--- START OF RECORDED DATA ---

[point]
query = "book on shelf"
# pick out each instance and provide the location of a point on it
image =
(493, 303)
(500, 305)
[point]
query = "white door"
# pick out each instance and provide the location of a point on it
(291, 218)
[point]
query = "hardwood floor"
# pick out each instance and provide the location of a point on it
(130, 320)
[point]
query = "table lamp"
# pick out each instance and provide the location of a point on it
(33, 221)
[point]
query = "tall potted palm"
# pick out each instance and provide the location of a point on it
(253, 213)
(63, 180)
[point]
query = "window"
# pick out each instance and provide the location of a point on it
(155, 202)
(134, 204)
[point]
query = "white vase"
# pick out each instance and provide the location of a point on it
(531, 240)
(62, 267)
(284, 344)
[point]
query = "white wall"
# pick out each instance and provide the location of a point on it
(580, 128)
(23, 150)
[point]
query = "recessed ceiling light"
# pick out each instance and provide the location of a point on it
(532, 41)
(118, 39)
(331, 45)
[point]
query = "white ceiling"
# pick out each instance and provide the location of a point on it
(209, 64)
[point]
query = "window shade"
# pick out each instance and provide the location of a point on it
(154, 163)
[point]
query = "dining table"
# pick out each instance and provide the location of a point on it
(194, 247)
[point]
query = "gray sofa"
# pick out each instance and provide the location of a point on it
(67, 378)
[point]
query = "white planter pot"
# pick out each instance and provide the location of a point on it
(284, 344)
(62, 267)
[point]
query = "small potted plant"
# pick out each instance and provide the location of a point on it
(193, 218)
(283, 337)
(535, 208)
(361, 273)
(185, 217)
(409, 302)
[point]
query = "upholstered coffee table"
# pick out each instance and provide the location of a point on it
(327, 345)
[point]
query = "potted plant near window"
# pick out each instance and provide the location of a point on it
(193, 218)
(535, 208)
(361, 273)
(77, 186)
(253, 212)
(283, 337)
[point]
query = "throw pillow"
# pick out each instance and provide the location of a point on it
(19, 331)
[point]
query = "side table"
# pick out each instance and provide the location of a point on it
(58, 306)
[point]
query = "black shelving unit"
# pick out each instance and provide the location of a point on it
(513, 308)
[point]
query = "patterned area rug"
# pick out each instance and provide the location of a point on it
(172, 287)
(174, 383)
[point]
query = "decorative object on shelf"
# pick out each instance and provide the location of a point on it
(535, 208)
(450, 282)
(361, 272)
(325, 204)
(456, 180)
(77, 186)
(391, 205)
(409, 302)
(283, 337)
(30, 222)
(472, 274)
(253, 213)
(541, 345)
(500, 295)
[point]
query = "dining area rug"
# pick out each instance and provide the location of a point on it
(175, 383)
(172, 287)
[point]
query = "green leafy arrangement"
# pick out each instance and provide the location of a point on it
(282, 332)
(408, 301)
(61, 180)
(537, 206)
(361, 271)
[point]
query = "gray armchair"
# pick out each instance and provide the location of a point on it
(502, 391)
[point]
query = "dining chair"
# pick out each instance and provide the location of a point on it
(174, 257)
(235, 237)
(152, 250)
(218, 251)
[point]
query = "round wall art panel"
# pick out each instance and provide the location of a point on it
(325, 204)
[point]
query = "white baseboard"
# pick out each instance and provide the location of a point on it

--- END OF RECORDED DATA ---

**WHAT IS ASKED:** From the material above, copy out each line that contains the word "wall".

**EXERCISE OUTPUT:**
query = "white wall"
query = "round wall art panel"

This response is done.